Oh, don't pretend like you don't have one!
A few years ago, I had an excruciating ingrown toenail that had to be cut out by a podiatrist. This is not an experience I want to repeat. Ever.
But winter is coming... The season of boots, heavy socks, tights, and closed-toe shoes is a perfect storm for ingrown toenails. As the old adage goes: prevention is better than cure. So here are my tips for preventing (and treating) ingrown toenails.
Cut Your Toenails Straight Across
I’m sure you’ve heard this one before: trim your nails straight across and not in a rounded shape, and don’t cut them too short. The corner of the nail should be visible above the skin. I’ve always stuck to this cutting method, but sometimes the corners are a bit sharp so I file them down slightly.
Don't Wear Shoes That Squish Your Toes
Beauty knows now pain (for me, at least), but I choose shoes that are beautiful AND comfortable in order to prevent ingrown toenails. I can feel the pressure of my nail against my skin when I wear snug heels, so I try to avoid wearing tight shoes that squeeze my toes together.
Let Your Feet Breathe
Always keep your feet clean and dry and let your toes get as much air as possible. This is easy to do in the summer, but in the winter I just want to wear socks all day. Still, as cold as it may be, after showering I let my feet breathe for an hour or two before sticking my toes into a pair of socks.

——————

# [Exercise]
From the ingrown toenail tips, extract the stretch from "Oh, don't pretend" through "treating) ingrown toenails.", word for word. You won't need the material that comes after this text.

Segmentation mask data:
——————

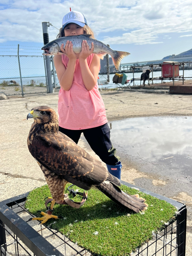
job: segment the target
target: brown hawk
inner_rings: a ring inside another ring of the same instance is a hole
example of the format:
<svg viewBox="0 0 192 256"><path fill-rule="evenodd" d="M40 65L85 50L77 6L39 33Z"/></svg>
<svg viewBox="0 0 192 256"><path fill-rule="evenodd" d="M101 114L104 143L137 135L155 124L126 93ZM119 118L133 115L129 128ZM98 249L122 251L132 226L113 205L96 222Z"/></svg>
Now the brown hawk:
<svg viewBox="0 0 192 256"><path fill-rule="evenodd" d="M34 122L27 140L29 150L41 168L53 197L47 214L41 212L44 217L33 219L43 223L51 218L58 218L52 215L53 206L55 202L65 203L63 192L68 182L86 190L96 187L119 205L136 212L147 208L144 199L123 192L118 186L121 185L119 180L100 161L59 132L54 110L46 106L34 108L27 119L32 118Z"/></svg>

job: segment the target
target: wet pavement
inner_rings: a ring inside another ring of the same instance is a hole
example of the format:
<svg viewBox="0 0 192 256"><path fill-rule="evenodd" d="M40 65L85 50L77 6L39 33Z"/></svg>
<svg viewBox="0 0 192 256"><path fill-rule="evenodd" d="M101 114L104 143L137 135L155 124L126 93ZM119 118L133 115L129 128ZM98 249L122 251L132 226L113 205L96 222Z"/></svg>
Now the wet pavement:
<svg viewBox="0 0 192 256"><path fill-rule="evenodd" d="M101 94L111 123L112 140L123 164L121 179L186 204L186 255L190 255L191 96L117 91ZM1 201L46 184L27 148L32 120L26 117L39 105L57 111L57 101L58 93L0 101ZM79 145L97 157L83 137Z"/></svg>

——————

# [Task answer]
Oh, don't pretend like you don't have one!
A few years ago, I had an excruciating ingrown toenail that had to be cut out by a podiatrist. This is not an experience I want to repeat. Ever.
But winter is coming... The season of boots, heavy socks, tights, and closed-toe shoes is a perfect storm for ingrown toenails. As the old adage goes: prevention is better than cure. So here are my tips for preventing (and treating) ingrown toenails.